▸ **Excerpt**
*** Begin section ***
Northern part of the region of Transjordan, also the name of several biblical figures

Gilead (Note: /ˈɡɪliæd/ GHIL-ee-ad, /ˈɡɪliəd/ GHIL-ee-əd; גִּלְעָד; جلعاد.) or Gilad is the ancient, historic, biblical name of the mountainous northern part of the region of Transjordan, present-day Jordan. The region is bounded in the west by the Jordan River, in the north by the deep ravine of the river Yarmouk and the region of Bashan, and in the southwest by what were known during antiquity as the "plains of Moab", with no definite boundary to the east. In some cases, "Gilead" is used in the Bible to refer to all the region east of the Jordan River. Gilead is situated in modern-day Jordan, corresponding roughly to the Irbid, Ajloun, Jerash and Balqa Governorates.

==Etymology==
Gilead is explained in the Hebrew Bible as derived from the Hebrew word גַּלְעֵד galʿêḏ ('cairn'), which in turn comes from gal ('heap, mound, hill') and ʿêḏ ('witness, testimony'). If that is the case, Gilead means 'heap [of stones] of testimony'. There is also an alternative theory that it means 'rocky region'.

From its mountainous character, it is called the Mount or hill-country of Gilead (). It is called also the Land of Gilead () in many translations, and sometimes simply Gilead (; ), also mentioned in .
*** End section ***
▸ **Records supplied**
*** Begin section ***
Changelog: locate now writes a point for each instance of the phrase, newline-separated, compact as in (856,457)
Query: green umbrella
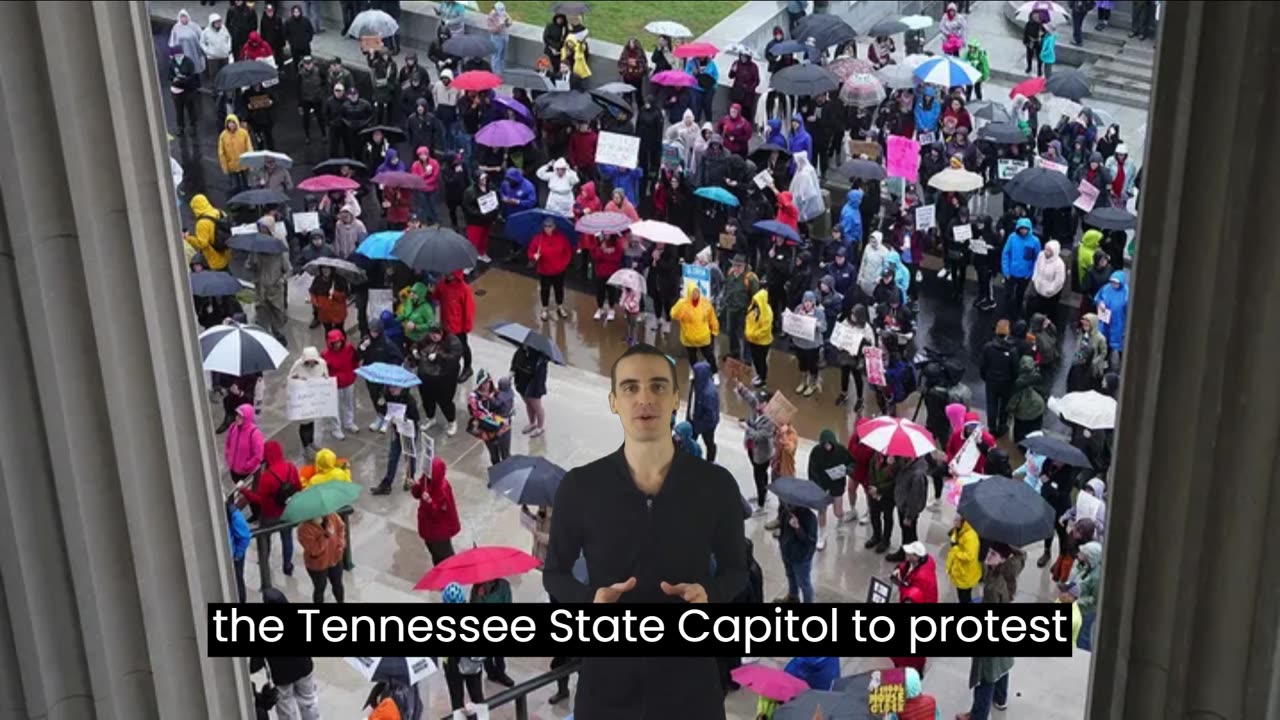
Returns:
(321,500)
*** End section ***
*** Begin section ***
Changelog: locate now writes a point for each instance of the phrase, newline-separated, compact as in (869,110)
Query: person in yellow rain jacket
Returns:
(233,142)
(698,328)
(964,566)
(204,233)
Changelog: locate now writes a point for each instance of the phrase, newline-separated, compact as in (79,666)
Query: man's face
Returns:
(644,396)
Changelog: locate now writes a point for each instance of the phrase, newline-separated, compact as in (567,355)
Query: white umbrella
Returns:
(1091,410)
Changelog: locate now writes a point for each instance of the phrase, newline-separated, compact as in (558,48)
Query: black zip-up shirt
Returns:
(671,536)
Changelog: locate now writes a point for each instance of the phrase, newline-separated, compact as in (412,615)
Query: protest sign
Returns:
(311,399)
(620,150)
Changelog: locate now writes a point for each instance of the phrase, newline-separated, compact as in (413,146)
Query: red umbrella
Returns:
*** End section ***
*** Begin section ***
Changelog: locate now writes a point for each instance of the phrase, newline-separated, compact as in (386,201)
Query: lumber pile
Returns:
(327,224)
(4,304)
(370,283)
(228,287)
*** End section ***
▸ **Requirement A**
Answer from the Gilead excerpt:
(i) Which river bounds the region on the west?
(ii) What does the Hebrew word gal mean?
(iii) What does the alternative theory say the name Gilead means?
▸ **Requirement B**
List the modern Jordanian governorates that the Gilead excerpt says correspond roughly to Gilead.
▸ **Requirement C**
Please write the next paragraph of the Gilead excerpt, picking up after its last sentence.

▸ **Answer area A**
(i) The Jordan River
(ii) 'Heap, mound, hill'
(iii) 'Rocky region'

▸ **Answer area B**
Irbid, Ajloun, Jerash, Balqa

▸ **Answer area C**
==History of the term==
===Hebrew Bible===
The name Gilead first appears in the biblical account of the final meeting of Jacob and Laban in the Book of Genesis. Laban's entourage camped on Gilead, while Jacob and his family, fleeing from Laban, camped in unnamed hill-country, presumably a neighbouring location. (Note: The Latin Vulgate reads "in eodem monte", meaning "on the same mountain".) Gilead was also referred to by the Aramaic name Yegar-Sahadutha, which carries the same meaning as the Hebrew Gilead, namely "heap [of stones] of testimony".

Later in the biblical narrative, during the Exodus, "half Gilead" was possessed by Sihon, and the other half, separated from it by the river Jabbok, by Og, king of Bashan. After the two Amorite kings were defeated, the region of Gilead was allotted by Moses to the tribes of Gad, Reuben, and the eastern half of Manasseh.

In the Book of Judges, the thirty sons of the biblical judge Jair controlled the thirty towns of Gilead, and later the biblical judge Jephthah defeated the Ammonites attempting to retake the former Ammonite territory in Gilead conquered by Moses. In the First Book of Chronicles, Segub controlled twenty-three towns in Gilead. It was bounded on the north by Bashan, and on the south by Moab and Ammon ().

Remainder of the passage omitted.